▶ **WHAT IS NEEDED**: Can you reproduce the data beneath, keeping every line exact?

━━━━━━━━━━━━━━━━

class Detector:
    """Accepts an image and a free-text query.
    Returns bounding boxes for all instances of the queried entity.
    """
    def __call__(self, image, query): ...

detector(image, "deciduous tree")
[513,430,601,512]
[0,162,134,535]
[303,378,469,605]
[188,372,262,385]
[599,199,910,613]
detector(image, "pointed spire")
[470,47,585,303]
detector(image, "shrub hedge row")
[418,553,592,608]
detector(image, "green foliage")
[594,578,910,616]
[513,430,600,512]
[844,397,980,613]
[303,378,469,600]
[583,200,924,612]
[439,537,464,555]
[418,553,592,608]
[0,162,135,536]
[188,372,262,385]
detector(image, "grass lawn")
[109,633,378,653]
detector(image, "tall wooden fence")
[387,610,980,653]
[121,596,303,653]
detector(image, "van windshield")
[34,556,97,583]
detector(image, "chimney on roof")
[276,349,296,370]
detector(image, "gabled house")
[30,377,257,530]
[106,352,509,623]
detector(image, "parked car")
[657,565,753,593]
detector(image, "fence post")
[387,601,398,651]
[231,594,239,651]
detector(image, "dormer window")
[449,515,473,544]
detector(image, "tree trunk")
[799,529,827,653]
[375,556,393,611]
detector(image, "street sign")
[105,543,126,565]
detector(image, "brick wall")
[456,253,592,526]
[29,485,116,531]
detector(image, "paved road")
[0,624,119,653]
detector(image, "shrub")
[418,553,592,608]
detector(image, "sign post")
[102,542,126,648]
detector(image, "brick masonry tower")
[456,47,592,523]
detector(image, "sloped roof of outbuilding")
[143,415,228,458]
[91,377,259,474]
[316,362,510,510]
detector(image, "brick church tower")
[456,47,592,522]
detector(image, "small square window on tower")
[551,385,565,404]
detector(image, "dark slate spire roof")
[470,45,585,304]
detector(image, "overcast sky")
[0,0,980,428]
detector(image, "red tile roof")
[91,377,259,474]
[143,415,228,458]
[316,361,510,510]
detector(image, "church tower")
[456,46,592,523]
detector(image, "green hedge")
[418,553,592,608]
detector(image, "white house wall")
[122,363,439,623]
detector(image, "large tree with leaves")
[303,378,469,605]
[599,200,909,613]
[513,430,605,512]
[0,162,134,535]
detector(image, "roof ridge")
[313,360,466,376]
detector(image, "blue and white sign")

━━━━━━━━━━━━━━━━

▶ **OUTPUT FOR THIS EXERCISE**:
class Detector:
    """Accepts an image and a free-text query.
    Returns bounding boxes for all instances of the queried entity.
    """
    def __call__(self, image, query): ...

detector(image, "deciduous tree")
[513,430,601,512]
[0,162,134,535]
[303,378,469,605]
[188,372,262,385]
[599,199,910,613]
detector(image, "pointed spire")
[470,47,585,303]
detector(image, "shrub hedge row")
[418,553,592,608]
detector(image, "green foliage")
[594,578,910,616]
[513,430,600,512]
[844,397,980,613]
[303,378,469,600]
[583,200,924,612]
[439,537,464,555]
[418,553,592,608]
[0,162,135,536]
[188,372,262,385]
detector(image, "grass lawn")
[109,633,378,653]
detector(image, "tall wooden fence")
[387,610,980,653]
[121,596,303,653]
detector(image, "van windshield")
[34,556,97,583]
detector(image, "chimney on roof")
[276,349,296,370]
detector(image, "gabled house")
[30,377,257,530]
[106,352,509,623]
detector(image, "parked car")
[657,565,753,593]
detector(image, "fence post")
[387,601,398,651]
[231,594,239,651]
detector(image, "dormer window")
[449,515,473,544]
detector(image, "tree trunk")
[799,529,827,653]
[375,556,393,611]
detector(image, "street sign")
[105,543,126,565]
detector(image, "brick wall")
[456,253,592,526]
[29,485,116,531]
detector(image, "paved road")
[0,624,119,653]
detector(image, "shrub")
[418,553,592,608]
detector(image, "sign post")
[102,542,126,648]
detector(image, "brick masonry tower")
[456,47,592,523]
detector(image, "sloped roof of outbuilding")
[143,415,228,458]
[91,377,259,474]
[316,362,510,510]
detector(image, "brick church tower")
[456,47,592,522]
detector(image, "small square window on tower")
[551,385,565,404]
detector(image, "dark slate spire roof")
[470,45,585,304]
detector(image, "overcast sky")
[0,0,980,428]
detector(image, "red tile roof")
[91,377,259,474]
[143,415,228,458]
[316,361,510,510]
detector(image, "church tower")
[456,46,592,523]
detector(image, "green hedge")
[418,553,592,608]
detector(image, "white house wall")
[122,363,439,623]
detector(image, "large tree with leaves")
[303,378,469,605]
[599,200,909,613]
[513,430,605,512]
[0,162,134,535]
detector(image, "roof ridge")
[313,360,466,376]
detector(image, "blue and white sign")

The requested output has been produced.